───── Task input ─────

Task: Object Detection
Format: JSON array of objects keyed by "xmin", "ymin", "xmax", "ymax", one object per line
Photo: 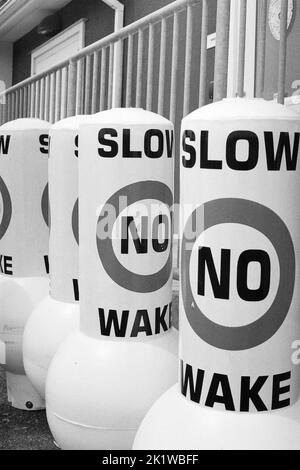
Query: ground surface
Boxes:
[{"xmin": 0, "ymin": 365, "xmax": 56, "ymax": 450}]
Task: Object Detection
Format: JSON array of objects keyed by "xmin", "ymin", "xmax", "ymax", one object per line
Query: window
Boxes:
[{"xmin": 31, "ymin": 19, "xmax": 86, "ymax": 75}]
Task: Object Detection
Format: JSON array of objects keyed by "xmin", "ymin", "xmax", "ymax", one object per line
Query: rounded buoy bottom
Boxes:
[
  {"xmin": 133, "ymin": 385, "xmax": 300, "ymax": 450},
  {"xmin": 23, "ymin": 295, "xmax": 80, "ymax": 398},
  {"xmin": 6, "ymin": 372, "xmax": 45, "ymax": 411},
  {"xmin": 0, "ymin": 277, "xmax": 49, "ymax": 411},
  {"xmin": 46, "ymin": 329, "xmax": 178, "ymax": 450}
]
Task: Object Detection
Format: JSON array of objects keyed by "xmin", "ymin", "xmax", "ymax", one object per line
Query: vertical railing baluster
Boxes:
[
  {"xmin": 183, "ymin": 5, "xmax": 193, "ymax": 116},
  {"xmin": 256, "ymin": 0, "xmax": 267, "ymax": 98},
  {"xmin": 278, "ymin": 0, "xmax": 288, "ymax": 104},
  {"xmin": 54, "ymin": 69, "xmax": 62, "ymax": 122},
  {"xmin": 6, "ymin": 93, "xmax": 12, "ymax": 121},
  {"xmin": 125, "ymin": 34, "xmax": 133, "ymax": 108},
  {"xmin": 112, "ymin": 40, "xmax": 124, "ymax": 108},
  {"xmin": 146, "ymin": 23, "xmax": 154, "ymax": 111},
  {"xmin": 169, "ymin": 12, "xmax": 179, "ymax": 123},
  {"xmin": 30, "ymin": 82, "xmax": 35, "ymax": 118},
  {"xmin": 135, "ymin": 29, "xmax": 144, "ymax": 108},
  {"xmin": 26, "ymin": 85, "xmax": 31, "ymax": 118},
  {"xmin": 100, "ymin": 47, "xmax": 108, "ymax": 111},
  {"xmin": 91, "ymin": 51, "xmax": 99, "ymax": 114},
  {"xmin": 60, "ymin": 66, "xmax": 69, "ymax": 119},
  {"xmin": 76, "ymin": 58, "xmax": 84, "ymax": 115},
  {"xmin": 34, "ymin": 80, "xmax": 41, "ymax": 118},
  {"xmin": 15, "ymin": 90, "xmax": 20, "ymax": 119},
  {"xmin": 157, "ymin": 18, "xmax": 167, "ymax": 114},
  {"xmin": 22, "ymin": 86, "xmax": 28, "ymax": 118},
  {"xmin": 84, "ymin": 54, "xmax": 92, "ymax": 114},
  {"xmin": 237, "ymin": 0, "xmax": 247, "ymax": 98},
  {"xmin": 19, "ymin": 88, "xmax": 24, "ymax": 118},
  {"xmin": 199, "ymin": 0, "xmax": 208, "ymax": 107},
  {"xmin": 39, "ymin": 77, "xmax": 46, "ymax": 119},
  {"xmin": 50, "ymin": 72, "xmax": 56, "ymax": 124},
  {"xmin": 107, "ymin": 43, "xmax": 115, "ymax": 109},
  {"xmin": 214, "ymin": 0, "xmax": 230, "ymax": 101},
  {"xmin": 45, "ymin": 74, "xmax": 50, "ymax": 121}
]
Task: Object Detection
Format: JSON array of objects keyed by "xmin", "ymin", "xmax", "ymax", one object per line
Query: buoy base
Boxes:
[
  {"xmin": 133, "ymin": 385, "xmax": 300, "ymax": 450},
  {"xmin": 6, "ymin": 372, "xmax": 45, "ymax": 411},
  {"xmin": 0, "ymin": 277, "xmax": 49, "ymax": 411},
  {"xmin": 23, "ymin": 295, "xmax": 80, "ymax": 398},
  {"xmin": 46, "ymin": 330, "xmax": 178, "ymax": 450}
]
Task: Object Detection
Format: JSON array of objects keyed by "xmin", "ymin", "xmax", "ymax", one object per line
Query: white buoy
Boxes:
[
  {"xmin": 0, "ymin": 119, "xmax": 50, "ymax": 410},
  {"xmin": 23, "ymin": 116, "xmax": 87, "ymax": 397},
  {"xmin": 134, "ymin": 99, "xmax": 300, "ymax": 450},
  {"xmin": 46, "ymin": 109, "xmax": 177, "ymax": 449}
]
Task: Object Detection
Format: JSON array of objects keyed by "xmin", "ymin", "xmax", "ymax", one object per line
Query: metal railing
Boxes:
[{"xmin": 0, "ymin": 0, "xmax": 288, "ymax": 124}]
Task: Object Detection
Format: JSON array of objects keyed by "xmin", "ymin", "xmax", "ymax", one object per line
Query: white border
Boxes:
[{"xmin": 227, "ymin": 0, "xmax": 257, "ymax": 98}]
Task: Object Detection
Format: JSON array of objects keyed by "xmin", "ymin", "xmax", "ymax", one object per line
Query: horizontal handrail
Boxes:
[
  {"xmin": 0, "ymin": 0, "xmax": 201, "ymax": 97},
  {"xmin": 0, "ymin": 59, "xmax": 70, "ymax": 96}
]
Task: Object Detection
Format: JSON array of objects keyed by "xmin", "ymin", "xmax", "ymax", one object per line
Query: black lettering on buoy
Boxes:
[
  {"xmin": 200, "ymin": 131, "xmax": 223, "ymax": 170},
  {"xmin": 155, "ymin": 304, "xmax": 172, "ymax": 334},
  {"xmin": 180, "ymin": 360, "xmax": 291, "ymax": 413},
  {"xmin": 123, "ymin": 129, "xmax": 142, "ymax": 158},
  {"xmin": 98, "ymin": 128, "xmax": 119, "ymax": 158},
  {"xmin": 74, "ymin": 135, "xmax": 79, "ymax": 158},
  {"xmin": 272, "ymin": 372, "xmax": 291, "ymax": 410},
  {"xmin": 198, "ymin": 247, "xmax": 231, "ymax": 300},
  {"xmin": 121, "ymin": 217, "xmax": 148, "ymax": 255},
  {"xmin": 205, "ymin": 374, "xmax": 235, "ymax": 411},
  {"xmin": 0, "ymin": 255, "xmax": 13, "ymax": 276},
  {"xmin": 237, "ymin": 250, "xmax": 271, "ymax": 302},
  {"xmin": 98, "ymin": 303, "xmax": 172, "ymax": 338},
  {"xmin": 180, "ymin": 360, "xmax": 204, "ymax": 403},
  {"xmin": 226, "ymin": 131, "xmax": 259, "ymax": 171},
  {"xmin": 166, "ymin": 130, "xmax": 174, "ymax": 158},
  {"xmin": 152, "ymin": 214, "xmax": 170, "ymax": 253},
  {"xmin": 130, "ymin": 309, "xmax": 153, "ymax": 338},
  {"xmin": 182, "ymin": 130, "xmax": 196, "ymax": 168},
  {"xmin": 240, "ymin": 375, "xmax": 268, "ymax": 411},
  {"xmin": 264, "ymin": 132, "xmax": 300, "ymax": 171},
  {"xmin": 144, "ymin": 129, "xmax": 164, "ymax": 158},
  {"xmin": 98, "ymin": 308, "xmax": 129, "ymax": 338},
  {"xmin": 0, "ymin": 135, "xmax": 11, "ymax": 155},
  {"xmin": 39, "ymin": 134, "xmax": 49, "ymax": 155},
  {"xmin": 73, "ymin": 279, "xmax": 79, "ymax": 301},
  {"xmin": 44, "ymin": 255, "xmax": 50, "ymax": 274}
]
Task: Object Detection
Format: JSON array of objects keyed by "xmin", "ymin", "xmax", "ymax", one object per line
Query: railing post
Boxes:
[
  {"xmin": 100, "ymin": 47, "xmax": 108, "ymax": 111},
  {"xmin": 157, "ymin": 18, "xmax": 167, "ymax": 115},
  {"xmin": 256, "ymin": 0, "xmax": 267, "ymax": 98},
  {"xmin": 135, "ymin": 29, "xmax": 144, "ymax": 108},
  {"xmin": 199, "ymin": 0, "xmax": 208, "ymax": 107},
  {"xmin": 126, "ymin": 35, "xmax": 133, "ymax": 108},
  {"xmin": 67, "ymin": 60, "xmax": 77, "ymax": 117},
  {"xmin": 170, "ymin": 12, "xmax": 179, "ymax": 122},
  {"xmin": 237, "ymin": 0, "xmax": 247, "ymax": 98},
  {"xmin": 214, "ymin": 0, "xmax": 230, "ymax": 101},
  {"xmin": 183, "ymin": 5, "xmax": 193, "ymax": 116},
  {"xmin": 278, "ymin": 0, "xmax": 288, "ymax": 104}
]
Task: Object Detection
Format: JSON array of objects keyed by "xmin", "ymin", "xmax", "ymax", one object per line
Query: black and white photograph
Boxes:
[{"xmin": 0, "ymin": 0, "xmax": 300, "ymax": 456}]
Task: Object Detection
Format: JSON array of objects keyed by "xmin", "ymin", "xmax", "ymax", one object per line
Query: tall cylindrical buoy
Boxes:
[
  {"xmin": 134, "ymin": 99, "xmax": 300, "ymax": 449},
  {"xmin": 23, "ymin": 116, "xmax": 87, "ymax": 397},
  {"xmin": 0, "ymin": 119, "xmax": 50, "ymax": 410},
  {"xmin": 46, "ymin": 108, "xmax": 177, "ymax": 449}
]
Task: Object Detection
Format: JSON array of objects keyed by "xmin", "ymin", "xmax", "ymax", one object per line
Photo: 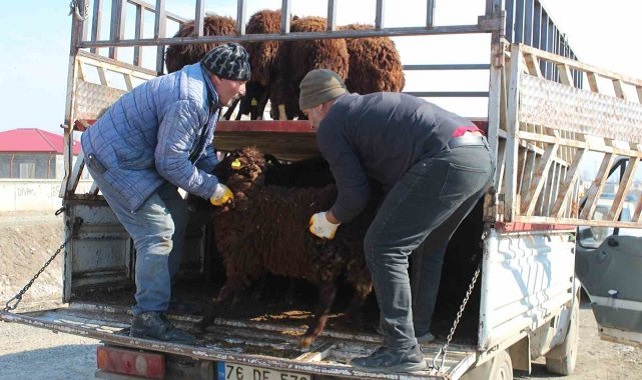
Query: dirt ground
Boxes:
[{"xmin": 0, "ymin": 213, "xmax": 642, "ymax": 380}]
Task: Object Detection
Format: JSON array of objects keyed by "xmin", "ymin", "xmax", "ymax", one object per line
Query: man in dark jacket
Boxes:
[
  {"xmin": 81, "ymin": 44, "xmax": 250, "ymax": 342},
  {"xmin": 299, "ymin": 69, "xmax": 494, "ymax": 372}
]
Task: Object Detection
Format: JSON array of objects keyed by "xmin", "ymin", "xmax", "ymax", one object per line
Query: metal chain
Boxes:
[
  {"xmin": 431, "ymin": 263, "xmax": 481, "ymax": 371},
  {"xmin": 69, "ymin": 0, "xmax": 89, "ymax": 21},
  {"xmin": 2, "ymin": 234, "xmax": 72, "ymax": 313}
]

─────

**Given instruction**
Please gather every line in the records above that contains the word "ground" and copy each one in full. Case counts.

**The result**
Query: ground surface
Query: dirt ground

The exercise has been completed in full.